> Activity: From the line containing "A classifier flagged the stone" through the last line of the records, print every line exactly and nothing more.

> Records shown:
· · · · ·

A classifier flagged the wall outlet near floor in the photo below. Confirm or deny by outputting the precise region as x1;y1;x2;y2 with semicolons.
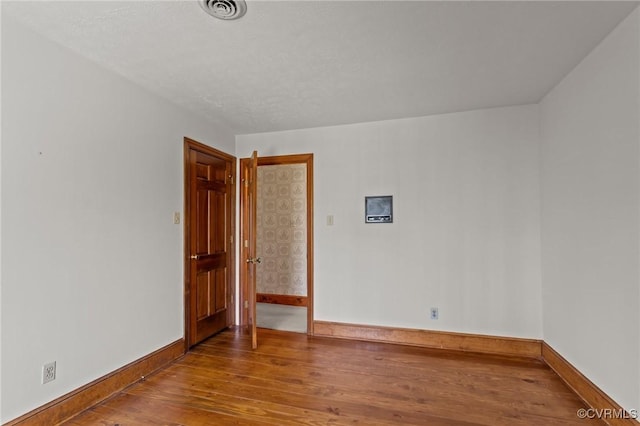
42;361;56;384
430;307;439;320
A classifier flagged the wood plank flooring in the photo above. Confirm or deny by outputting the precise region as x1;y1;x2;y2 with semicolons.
62;327;603;425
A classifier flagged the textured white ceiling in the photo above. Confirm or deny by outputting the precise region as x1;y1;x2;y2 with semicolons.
4;1;638;135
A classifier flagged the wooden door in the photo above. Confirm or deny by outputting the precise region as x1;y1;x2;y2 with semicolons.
184;138;236;348
240;151;259;349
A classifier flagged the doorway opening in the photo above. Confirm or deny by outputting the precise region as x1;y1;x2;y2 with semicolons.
240;153;314;337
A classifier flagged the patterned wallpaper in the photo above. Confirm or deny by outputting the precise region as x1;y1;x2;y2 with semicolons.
256;164;307;296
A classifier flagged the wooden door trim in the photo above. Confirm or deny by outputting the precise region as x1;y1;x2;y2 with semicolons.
184;137;236;350
240;153;314;335
239;158;248;326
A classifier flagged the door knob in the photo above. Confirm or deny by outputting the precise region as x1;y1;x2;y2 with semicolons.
190;254;200;260
246;257;262;264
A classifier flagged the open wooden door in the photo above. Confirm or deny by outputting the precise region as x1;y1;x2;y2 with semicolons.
241;151;259;349
184;138;236;349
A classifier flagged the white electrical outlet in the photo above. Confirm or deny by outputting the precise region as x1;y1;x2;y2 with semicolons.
173;212;181;224
42;361;56;384
430;307;439;320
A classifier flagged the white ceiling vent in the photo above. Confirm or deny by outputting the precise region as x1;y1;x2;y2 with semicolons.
199;0;247;20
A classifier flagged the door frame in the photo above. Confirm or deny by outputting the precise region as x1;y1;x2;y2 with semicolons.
239;153;314;335
183;137;236;350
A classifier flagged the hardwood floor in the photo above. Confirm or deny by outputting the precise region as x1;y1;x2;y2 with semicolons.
62;327;602;425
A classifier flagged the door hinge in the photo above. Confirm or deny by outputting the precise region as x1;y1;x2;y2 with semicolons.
244;300;249;309
228;175;234;185
230;235;233;245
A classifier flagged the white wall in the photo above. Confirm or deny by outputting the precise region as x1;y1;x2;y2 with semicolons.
540;8;640;413
237;104;542;339
0;5;4;421
1;17;235;422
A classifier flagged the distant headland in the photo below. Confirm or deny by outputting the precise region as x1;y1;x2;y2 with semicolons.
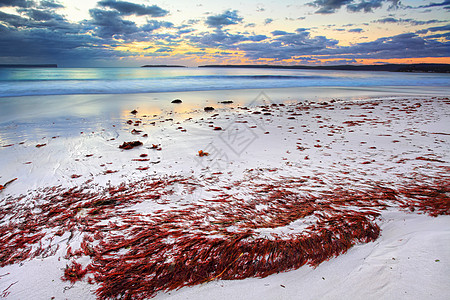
198;63;450;73
141;65;186;68
0;64;57;68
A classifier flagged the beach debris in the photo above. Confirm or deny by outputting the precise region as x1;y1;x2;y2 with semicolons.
140;154;148;157
150;144;162;150
0;178;17;191
62;261;87;283
204;106;215;111
36;143;47;148
171;99;182;103
415;156;445;163
126;120;133;125
71;174;82;179
2;144;14;147
119;141;143;150
219;100;233;104
104;170;118;174
198;150;209;156
131;109;138;115
131;129;142;135
0;174;448;299
213;126;222;131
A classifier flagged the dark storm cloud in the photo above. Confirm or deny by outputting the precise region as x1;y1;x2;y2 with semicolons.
97;0;168;17
205;10;243;28
0;0;32;8
308;0;399;14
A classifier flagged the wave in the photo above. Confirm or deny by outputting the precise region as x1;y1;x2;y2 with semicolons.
0;69;448;97
0;74;325;82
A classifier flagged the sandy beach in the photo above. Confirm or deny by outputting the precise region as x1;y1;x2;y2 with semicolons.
0;91;449;299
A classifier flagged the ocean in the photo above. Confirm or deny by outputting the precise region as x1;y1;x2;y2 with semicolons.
0;67;449;97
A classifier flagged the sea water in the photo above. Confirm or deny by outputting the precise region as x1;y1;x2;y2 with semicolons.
0;67;449;97
0;67;448;144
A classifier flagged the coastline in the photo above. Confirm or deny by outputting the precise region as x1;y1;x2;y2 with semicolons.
0;90;449;299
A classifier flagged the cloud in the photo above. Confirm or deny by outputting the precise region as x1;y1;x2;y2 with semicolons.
347;0;384;12
308;0;399;14
426;24;450;31
0;20;116;65
188;27;268;50
141;20;173;32
417;23;450;34
39;0;64;9
0;2;448;66
205;10;243;28
374;17;445;26
236;29;339;60
0;0;32;8
0;11;29;27
97;0;168;17
308;0;354;14
271;30;289;36
155;47;173;53
320;32;450;59
88;8;139;38
426;32;450;39
417;0;450;8
21;8;65;21
0;10;78;32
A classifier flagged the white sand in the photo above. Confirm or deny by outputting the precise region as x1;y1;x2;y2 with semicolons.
0;92;449;299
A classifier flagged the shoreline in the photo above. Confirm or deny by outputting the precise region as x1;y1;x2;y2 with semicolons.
0;92;449;299
1;85;449;123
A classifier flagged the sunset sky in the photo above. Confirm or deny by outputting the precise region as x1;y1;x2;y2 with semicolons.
0;0;449;67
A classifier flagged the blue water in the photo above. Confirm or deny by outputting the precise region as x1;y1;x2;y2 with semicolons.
0;67;448;97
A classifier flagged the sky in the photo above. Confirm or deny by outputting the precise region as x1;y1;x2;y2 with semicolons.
0;0;449;67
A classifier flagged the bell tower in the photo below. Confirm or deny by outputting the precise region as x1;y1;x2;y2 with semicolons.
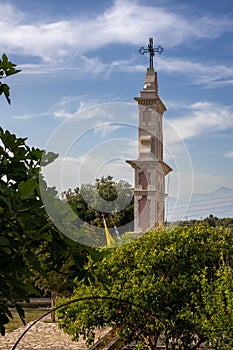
126;38;172;232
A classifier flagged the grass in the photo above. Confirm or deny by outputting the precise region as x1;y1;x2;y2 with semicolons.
6;309;49;333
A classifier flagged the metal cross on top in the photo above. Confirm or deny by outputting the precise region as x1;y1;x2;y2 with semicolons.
139;37;163;68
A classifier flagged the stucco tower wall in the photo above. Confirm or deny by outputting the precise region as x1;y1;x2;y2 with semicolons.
126;67;172;232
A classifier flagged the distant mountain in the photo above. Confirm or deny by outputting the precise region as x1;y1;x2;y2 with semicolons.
166;187;233;222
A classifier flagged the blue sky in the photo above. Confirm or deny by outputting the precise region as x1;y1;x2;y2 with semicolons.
1;0;233;203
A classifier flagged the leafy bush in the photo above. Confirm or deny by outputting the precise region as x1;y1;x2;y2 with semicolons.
57;224;233;350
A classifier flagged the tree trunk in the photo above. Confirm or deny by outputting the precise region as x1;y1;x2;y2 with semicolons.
51;290;56;322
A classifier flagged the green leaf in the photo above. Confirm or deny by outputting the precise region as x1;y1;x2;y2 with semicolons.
30;147;43;161
30;230;51;241
2;247;12;254
15;304;26;325
0;53;21;104
0;236;10;246
0;53;21;77
18;178;38;199
0;83;10;104
0;194;11;209
0;313;9;336
40;151;59;166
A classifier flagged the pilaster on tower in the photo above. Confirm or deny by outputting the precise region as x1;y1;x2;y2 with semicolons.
126;45;172;233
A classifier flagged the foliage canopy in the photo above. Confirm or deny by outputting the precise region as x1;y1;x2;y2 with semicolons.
58;224;233;350
64;175;134;244
0;128;102;335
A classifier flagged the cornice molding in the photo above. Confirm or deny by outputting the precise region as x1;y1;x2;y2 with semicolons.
134;97;166;114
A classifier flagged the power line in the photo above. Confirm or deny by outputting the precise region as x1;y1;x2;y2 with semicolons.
168;198;233;214
168;206;233;219
166;194;233;209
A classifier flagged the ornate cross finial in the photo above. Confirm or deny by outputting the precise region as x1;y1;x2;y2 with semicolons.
139;37;163;68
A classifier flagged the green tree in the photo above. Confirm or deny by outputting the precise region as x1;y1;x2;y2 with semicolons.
0;54;20;104
64;176;134;234
0;128;54;334
203;214;219;227
57;224;233;350
0;128;102;335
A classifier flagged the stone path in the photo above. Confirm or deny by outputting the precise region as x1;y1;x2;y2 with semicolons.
0;318;109;350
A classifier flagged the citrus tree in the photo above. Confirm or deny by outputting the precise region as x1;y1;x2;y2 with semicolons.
57;224;233;350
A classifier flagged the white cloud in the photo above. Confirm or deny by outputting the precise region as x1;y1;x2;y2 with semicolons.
18;56;145;80
93;123;122;137
165;101;233;142
3;0;230;87
51;96;117;120
19;56;233;90
163;101;233;198
19;54;233;90
0;0;232;62
159;57;233;86
52;100;138;130
225;150;233;158
53;110;73;119
14;114;34;120
13;111;51;120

· · · · ·

> Expected output:
A classifier flagged the stone path in the photo above. Confirm or deny by outputting the precise region as x1;y1;x2;y2 with semicolons.
0;318;109;350
A classifier flagged the citrus tree in the photo above. Confirm or deny by outputting the precise region as x1;y1;x2;y2 with semicolons.
57;224;233;350
A classifier flagged the white cloud in the photo above. Confirm or deny by outputting the precise region as x1;y1;x2;y2 with semicolons.
18;56;145;80
93;123;122;137
165;101;233;142
3;0;230;87
51;96;117;120
19;56;233;90
163;101;233;198
19;54;233;90
0;0;232;62
159;57;233;86
52;100;138;130
225;150;233;158
53;110;73;119
14;114;34;120
13;111;51;120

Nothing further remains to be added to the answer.